PASSAGE TO READ:
Chemical Releases

When a flare went out at an Oxychem plant in south Texas and Butadiene was consequently released, the company's representatives sent over one thousand nearby residents to their local physicians. The problem was that none of those local physicians knew what Butadiene was, what it caused, or what amounts were released. After dozens of medical reports with entirely different perspectives and opinions began arriving, we were contacted to communicate with these physicians. We wrote a white paper fact-sheet, attached relevant literature, explained the release and the potential exposures and sent that to nearly 100 physicians in the area. Further, we invited the physicians to contact us with questions. With better information and an open invitation to contact us, the physicians became more educated, more rational in their assessments and better partners in an overall health-based communication strategy for residents of the community.

Chlorine Gas Release from Railroad Car Derailment

A rail car overturned and cracked open near a small West Virginia town in the middle of the night, releasing chlorine gas. A few of the first responders were overcome by the vapors and treated at the scene for respiratory complaints. There were a few homes in the immediate vicinity which were evacuated for several hours, but the residents were permitted to return by morning. Throughout the next day, after the community learned of the incident, the emergency room of the local hospital and physicians' offices were flooded with people complaining of a wide array of symptoms from cough to fever to back pain, hair loss, bleeding and abdominal cramping. Within days, our physicians and toxicologist, who were asked to become involved, arranged a meeting with local and emergency room physicians. We educated them about the expected acute effects of chlorine gas: primarily, immediate respiratory tract irritation and the chronic effects: essentially only seen following significant, acute exposure, which did not occur to any of residents of the town.

Thus, from a "Community Risk Management" perspective, the risks from this incident were mitigated by:

  • Creating awareness amongst the medical community as to the expected clinical course of chlorine gas exposure
  • Creating alignment in the communications with the residents to ensure a consistent, factual, response was delivered
  • Promptly responding to any concerns of the residents.

DATA:
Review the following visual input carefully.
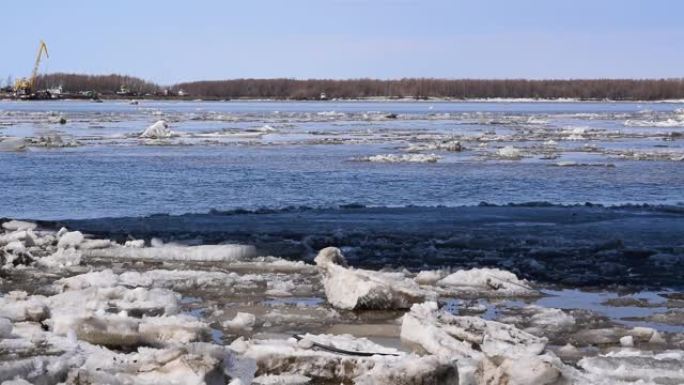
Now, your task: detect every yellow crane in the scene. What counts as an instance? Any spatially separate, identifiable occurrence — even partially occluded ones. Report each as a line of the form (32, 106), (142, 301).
(14, 40), (50, 95)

WHAT THIS TASK INVOLVES:
Write out everything in the chemical releases text from "Thus, from a" down to "of the residents.", substituting "reduced" for "mitigated".

EXERCISE RESULT:
Thus, from a "Community Risk Management" perspective, the risks from this incident were reduced by:

  • Creating awareness amongst the medical community as to the expected clinical course of chlorine gas exposure
  • Creating alignment in the communications with the residents to ensure a consistent, factual, response was delivered
  • Promptly responding to any concerns of the residents.